Task description - Can you retype all of the entries below word for word, leaving the pictures out of your copy?
^^^^^^^^
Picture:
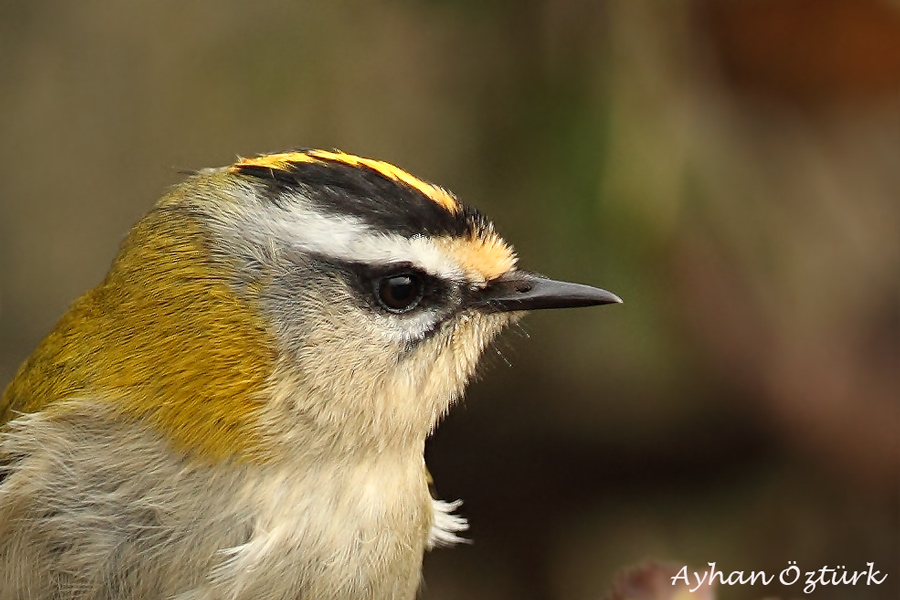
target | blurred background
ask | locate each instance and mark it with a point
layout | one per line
(730, 168)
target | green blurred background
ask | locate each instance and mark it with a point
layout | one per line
(730, 168)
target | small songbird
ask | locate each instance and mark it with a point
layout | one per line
(239, 410)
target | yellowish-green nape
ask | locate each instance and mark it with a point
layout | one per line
(283, 161)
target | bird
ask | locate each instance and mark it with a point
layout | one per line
(239, 409)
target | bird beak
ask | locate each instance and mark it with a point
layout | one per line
(521, 290)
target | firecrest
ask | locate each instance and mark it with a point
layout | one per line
(239, 410)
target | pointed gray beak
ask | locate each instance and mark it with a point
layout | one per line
(522, 290)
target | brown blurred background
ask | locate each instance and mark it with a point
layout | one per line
(730, 168)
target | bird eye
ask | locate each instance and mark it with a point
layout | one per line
(400, 293)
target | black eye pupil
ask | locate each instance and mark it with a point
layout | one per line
(400, 293)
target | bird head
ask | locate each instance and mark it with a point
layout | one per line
(308, 301)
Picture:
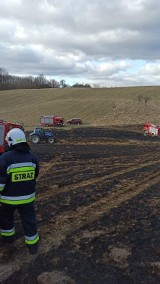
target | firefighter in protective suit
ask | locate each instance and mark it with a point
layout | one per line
(19, 168)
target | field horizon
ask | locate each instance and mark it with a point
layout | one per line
(96, 107)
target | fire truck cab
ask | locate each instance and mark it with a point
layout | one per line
(5, 127)
(150, 129)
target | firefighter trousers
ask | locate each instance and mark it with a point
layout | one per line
(28, 220)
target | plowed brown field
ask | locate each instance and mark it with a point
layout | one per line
(98, 211)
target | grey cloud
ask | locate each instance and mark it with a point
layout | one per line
(78, 38)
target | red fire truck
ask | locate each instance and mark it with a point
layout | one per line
(51, 120)
(150, 129)
(5, 127)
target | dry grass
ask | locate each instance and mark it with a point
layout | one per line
(106, 106)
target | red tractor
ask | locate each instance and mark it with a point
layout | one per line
(51, 120)
(5, 127)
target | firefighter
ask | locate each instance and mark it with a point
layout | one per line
(19, 168)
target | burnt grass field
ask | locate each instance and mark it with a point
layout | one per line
(98, 211)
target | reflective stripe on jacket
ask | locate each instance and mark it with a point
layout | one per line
(18, 172)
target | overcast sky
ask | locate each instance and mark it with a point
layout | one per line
(104, 42)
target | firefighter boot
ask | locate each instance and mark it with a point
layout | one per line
(33, 249)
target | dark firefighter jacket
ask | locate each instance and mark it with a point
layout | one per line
(18, 171)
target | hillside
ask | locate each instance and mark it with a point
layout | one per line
(97, 107)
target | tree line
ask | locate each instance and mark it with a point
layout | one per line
(9, 82)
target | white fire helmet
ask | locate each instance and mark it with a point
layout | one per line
(15, 136)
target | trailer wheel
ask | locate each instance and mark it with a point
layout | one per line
(35, 139)
(50, 140)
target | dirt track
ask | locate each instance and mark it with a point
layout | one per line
(98, 211)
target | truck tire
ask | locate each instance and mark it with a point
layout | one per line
(35, 139)
(50, 140)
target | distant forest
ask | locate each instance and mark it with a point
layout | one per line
(10, 82)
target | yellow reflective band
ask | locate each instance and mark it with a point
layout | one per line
(17, 202)
(20, 169)
(22, 176)
(7, 234)
(32, 242)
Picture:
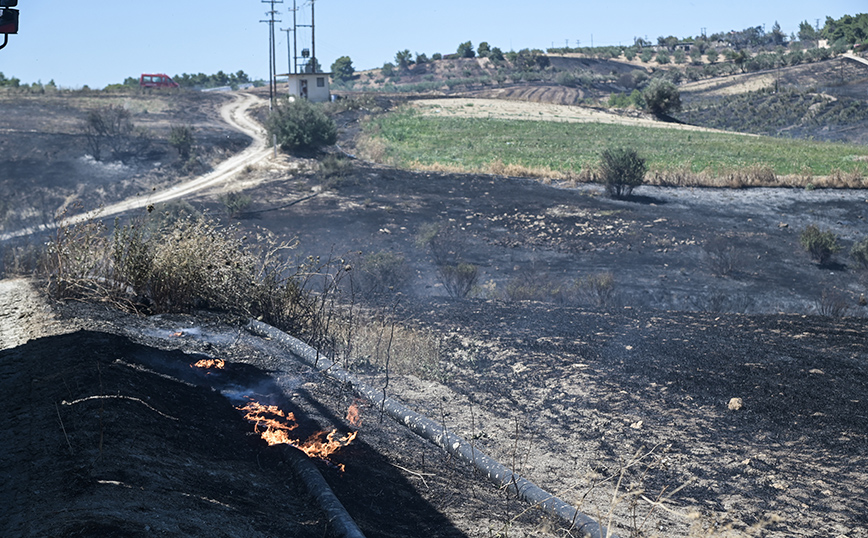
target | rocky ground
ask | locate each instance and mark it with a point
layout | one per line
(704, 386)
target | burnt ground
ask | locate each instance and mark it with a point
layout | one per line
(713, 300)
(44, 162)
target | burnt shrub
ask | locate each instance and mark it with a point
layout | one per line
(110, 129)
(447, 247)
(181, 138)
(459, 279)
(722, 256)
(859, 253)
(381, 273)
(822, 245)
(621, 170)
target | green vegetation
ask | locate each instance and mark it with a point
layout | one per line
(301, 125)
(465, 50)
(218, 79)
(790, 112)
(621, 170)
(413, 139)
(661, 97)
(822, 245)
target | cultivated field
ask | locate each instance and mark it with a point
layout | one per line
(674, 363)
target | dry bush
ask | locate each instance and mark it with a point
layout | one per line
(833, 303)
(822, 245)
(372, 148)
(838, 179)
(235, 203)
(190, 263)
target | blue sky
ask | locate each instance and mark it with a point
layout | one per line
(99, 42)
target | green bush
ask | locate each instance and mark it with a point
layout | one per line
(661, 97)
(859, 253)
(301, 125)
(342, 69)
(621, 170)
(822, 245)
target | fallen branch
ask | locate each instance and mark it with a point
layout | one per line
(118, 397)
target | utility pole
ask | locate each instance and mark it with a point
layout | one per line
(313, 36)
(294, 38)
(288, 54)
(308, 65)
(272, 56)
^^^^^^^^
Expected answer -
Picture:
target | blurred background
ask | locate each instance and mark it with a point
layout | one per line
(730, 168)
target | green blurred background
ask | locate each instance and mark it with a point
layout | one per line
(730, 168)
target | small songbird
ask | locate each instance and mark it with a point
layout | one per line
(239, 410)
target | yellowish-green nape
ask | locate each instance and mark it with a point
layout | one per line
(283, 161)
target | bird
ask | locate each instance and mark it with a point
layout | one per line
(239, 409)
target | bird beak
ask | locate each instance and mark it with a point
layout | one per line
(521, 290)
target | firecrest
ask | locate each instance and mark it with a point
layout | one per line
(239, 410)
target | pointed gray beak
ask | locate each instance and mark it with a point
layout | one per line
(522, 290)
target | brown blurred background
ask | locate each instance and mark it with a point
layout | one per line
(730, 168)
target | bird eye
ask | locate each instance and mark it with a point
layout | one per line
(400, 293)
target | black eye pupil
ask | locate each instance and mark it with a point
layout | one per line
(400, 293)
target | bird head
ask | locate each instance and mark it with a point
layout | one per line
(308, 301)
Picture:
target | firefighter in protective suit
ask | locate each instance and mark it with a point
layout | one per line
(19, 168)
target | field horizon
ask | locate each instance and mark it with a point
layout | one per line
(96, 107)
target | fire truck cab
ask | locate each instance and mark it with a point
layout | one per line
(5, 127)
(150, 129)
target | firefighter trousers
ask | locate each instance and mark it with a point
layout | one per line
(28, 220)
target | plowed brown field
ask | locate each instance and mark it with a point
layout | one per line
(98, 211)
target | grey cloud
ask | locate each instance and mark it with a point
layout | one per line
(78, 38)
target | red fire truck
ask | locate each instance and mark it with a point
layout | one per line
(51, 120)
(150, 129)
(5, 127)
target | dry grass
ask | locate each instance and mark it with a point
layout | one per line
(106, 106)
target | red tractor
ask | locate each instance and mark it with a point
layout | one per line
(51, 120)
(5, 127)
target | firefighter
ask | locate each instance and mark it with a point
layout | one per line
(19, 168)
target | burnt grass field
ask | locate each instance and mark it with a point
layout | one per line
(98, 211)
target | reflective stripe on jacket
ask | locate each instance and mark it with a point
layout | one per line
(18, 172)
target | overcast sky
ask | locate each instance and mark it with a point
layout | one per line
(104, 42)
target | firefighter boot
ask | locate each instance and mark it with a point
layout | one per line
(33, 249)
target | dark firefighter jacket
ask | locate each instance and mark it with a point
layout | one per line
(18, 171)
target | hillside
ask | locate each instance and mark it with a point
layout | one per line
(97, 107)
target | tree line
ask | locate each instance and mark it with a point
layout | one per line
(9, 82)
target | white fire helmet
ask | locate each instance and mark it with a point
layout | one per line
(15, 136)
target | trailer wheel
ask | locate each instance and mark it with a point
layout | one per line
(35, 139)
(50, 140)
target | dirt track
ask | locate each instance and mark it with a point
layout | one per line
(98, 211)
target | truck tire
ask | locate each instance and mark it with a point
layout | one per line
(35, 139)
(50, 140)
target | distant forest
ask | locate each instance and mark it with a point
layout | one per line
(10, 82)
target | yellow reflective band
ask | locate each instance and mark it with a point
layout | one per line
(17, 202)
(20, 169)
(22, 176)
(7, 234)
(32, 242)
Picture:
target | rocky ground
ask | locate each instance and mark it with a point
layout | one per line
(704, 386)
target | burnt ground
ask | locate each instance and mark it with a point
layout | one per line
(713, 300)
(44, 162)
target | burnt shrub
ask | locate each instance and mark it with a point
layout | one per line
(110, 129)
(447, 247)
(181, 138)
(459, 279)
(722, 256)
(859, 253)
(381, 273)
(822, 245)
(621, 170)
target | green vegetation
ask | locate each instance and mark it with a point
layout | one per line
(301, 125)
(465, 50)
(218, 79)
(790, 112)
(621, 170)
(413, 139)
(661, 97)
(822, 245)
target | cultivated field
ask | locate each instance and mark it with a point
layout | one per line
(674, 363)
target | dry bush
ask | locate each instance and mark it with a point
layout | one per line
(833, 303)
(822, 245)
(372, 148)
(838, 179)
(235, 203)
(190, 263)
target | blue sky
ask | locate each instance and mark it with a point
layout | one per line
(99, 42)
target | green bush
ask | locate each instance and mark it with a point
layout | one per line
(661, 97)
(859, 253)
(301, 125)
(342, 69)
(621, 170)
(822, 245)
target | fallen branch
ask | locate each instance and mark it with a point
layout | one per line
(118, 397)
target | utility pole
ask | locate each instance and mark it with a point
layout | one per line
(313, 36)
(294, 38)
(288, 54)
(308, 65)
(272, 56)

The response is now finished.